[[ Selected excerpt, beginning ]]
Skip to content
New issue

Have a question about this project? Sign up for a free GitHub account to open an issue and contact its maintainers and the community.

By clicking “Sign up for GitHub”, you agree to our terms of service and privacy statement. We’ll occasionally send you account related emails.

Already on GitHub? Sign in to your account

Prototype adding async get methods to Transaction #967

Closed
keith-turner opened this issue Nov 8, 2017 · 7 comments · Fixed by #1099
Closed

Prototype adding async get methods to Transaction #967

keith-turner opened this issue Nov 8, 2017 · 7 comments · Fixed by #1099
Milestone

Comments

@keith-turner
Copy link
Contributor

keith-turner commented Nov 8, 2017

Fetching multiple cells in the Fluo tour describes get methods that Fluo has to quickly read multiple cells. While using these method is faster than calling get(row, col) sequentially, they can be a bit cumbersome. The same thing performance wise could be accomplished with asynchronous get methods, however I am not convinced this would be less cumbersome. I have been thinking about this idea for a while, but I have yet to convince myself its a fully baked or good idea. I currently am opening this issue to share my thoughts, not to advocate for this feature.

Suppose the following methods were added to SnapshotBase. These method would queue up the get operation in the background and return immediately.

CompletableFuture<String> getsAsync(String row, Column column);
CompletableFuture<String> getsAsync(String row, Column column, String defaultValue);

Using these methods, this process() method from a Fluo Tour exercise solution could be written as follows.

  public void process(TransactionBase tx, String row, Column col) throws Exception {

    // Use Future here instead of CompletableFuture because its shorter and has 
    // needed get method.  This should be much faster than calling three blocking 
    // get methods.
    Future<String> content = tx.getsAsync(row, CONTENT_COL);
    Future<String> status = tx.getsAsync(row, REF_STATUS_COL);
    Future<String> processed = tx.getsAsync(row, PROCESSED_COL, "false");

    // Instead of doing status.equals below have to do status.get().equals.  Same with
    // processed.
    if (status.get().equals("referenced") && processed.get().equals("false")) {
      adjustCounts(tx, +1, tokenize(content.get()));
      tx.set(row, PROCESSED_COL, "true");
    }

    if (status.get().equals("unreferenced")) {
      for (Column c : new Column[] {PROCESSED_COL, CONTENT_COL, REF_COUNT_COL, REF_STATUS_COL})
        tx.delete(row, c);

      if (processed.get().equals("true")) {
        adjustCounts(tx, -1, tokenize(content.get()));
      }
    }
  }

The method above is only one line shorter and I think having to call status.get() vs just using status is a bit more cumbersome and possibly buggy. For example status.equals("referenced") above would probably compile (because equals takes Object), but it would always return false.
[[ Selected excerpt, end ]]
# Work request
Resume the GitHub issue on async get methods, writing on from its last sentence. The data that comes next has nothing to do with the GitHub issue on async get methods.
[[ Dataset excerpts, beginning ]]
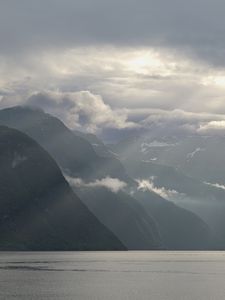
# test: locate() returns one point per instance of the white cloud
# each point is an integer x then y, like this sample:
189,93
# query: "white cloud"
145,184
113,184
81,110
217,185
213,127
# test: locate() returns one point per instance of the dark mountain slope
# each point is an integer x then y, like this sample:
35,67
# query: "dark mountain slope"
38,210
179,228
124,216
73,154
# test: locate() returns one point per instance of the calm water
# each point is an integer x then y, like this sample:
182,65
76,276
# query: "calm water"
113,275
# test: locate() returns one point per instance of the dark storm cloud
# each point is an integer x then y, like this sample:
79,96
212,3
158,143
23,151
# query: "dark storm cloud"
197,26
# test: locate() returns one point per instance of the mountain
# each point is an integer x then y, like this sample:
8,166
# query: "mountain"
198,156
124,216
38,209
73,154
78,160
163,163
179,228
99,147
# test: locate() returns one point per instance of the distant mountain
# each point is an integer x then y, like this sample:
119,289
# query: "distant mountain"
99,147
169,165
78,160
74,154
179,228
38,209
201,157
124,216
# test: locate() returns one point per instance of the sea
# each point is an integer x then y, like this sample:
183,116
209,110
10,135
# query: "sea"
147,275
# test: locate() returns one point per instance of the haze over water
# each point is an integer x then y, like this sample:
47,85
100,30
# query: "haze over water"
112,275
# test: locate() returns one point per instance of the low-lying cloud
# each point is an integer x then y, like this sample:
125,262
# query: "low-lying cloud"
148,185
113,184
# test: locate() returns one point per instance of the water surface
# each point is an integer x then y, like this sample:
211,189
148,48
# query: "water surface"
112,275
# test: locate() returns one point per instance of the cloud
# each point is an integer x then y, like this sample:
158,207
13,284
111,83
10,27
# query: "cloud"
193,25
81,110
113,184
144,185
217,185
213,128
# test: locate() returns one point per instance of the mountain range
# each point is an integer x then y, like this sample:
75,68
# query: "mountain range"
145,202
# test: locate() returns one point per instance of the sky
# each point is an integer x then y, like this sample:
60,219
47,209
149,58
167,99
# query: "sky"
116,66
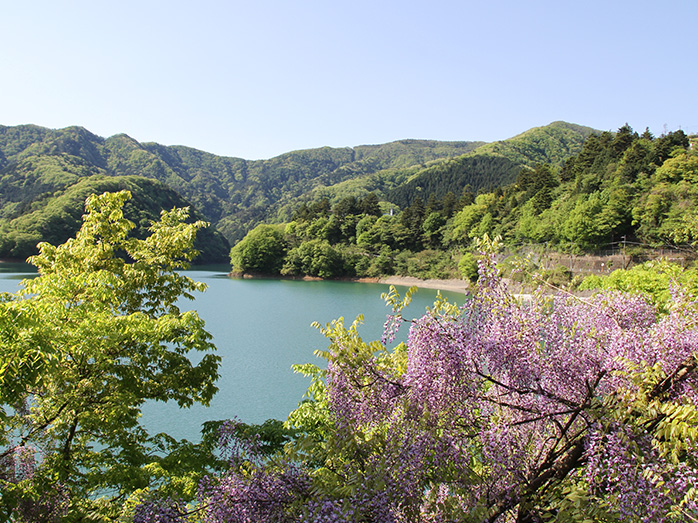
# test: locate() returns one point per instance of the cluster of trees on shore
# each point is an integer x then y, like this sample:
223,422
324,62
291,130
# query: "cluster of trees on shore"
620,186
497,410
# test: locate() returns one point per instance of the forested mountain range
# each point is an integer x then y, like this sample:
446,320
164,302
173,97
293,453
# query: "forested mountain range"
42,170
621,187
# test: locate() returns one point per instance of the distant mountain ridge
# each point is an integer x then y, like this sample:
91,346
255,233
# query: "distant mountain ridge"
38,164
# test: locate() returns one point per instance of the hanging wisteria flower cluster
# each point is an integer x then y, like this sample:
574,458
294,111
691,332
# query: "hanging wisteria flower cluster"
502,410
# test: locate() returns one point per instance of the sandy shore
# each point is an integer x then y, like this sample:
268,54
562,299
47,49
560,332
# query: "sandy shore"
453,285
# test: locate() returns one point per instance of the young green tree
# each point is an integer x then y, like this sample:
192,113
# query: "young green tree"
82,347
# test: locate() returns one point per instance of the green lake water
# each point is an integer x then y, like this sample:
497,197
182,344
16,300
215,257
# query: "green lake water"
262,327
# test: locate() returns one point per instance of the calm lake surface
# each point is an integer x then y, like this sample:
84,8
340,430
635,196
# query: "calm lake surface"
261,328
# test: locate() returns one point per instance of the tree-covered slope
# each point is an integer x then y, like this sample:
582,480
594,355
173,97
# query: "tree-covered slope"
495,164
56,217
235,194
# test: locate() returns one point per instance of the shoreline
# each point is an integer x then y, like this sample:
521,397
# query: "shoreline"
451,285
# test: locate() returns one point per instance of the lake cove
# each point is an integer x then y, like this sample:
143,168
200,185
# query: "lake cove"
261,327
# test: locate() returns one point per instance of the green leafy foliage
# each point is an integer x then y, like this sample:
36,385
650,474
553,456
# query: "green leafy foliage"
84,345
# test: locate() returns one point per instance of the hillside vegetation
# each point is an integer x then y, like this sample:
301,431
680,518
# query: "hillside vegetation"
39,164
620,187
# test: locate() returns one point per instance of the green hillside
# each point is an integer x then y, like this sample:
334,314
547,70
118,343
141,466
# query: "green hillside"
39,164
57,217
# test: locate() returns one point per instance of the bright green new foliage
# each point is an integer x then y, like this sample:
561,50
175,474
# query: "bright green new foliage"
82,347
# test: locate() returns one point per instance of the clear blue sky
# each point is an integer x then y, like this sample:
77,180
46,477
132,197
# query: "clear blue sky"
255,79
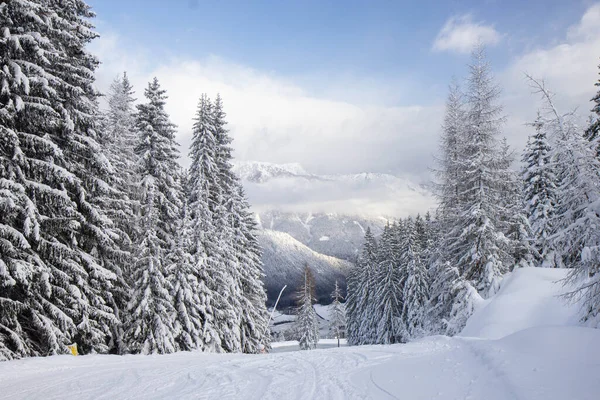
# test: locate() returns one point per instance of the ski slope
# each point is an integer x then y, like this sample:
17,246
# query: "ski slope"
521,344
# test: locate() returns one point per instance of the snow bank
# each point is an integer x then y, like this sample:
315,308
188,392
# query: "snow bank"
538,356
528,297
[[ Dataset excerpts, end ]]
# Answer box
The adjustCounts method from a Tour exercise solution could be rewritten as follows.

  // This method reads the current counts for the passed in words, and then writes out
  // the current count plus the delta for each work.
  private void adjustCounts(TransactionBase tx, int delta, List<String> words) {
    
    List<Future<Void>> futures = new ArrayList<>();

    for (String word : new HashSet<>(words)) {
      Future<Void> future = tx.getsAsync("w:" + word, WORD_COUNT, "0")
          .thenApply(Integer::parseInt)
          .thenApply(count -> delta + count)
          .thenAccept(newCount -> {
            if (newCount == 0)
              tx.delete("w:" + word, WORD_COUNT);
            else
              tx.set("w:" + word, WORD_COUNT, newCount + "");
          });
    }

    // wait for all futures to finish
    for (Future<Void> future : futures) {
      future.get();
    }
  }

Personally I think this method is slightly easier to understand, given an understanding of CompletableFuture. I found CompletableFuture a bit daunting when I first looked at it, but it grew on me.

I am interested in seeing more use cases for these proposed get async methods. I am also interested in prototyping them in-order to make it possible to experiment with them.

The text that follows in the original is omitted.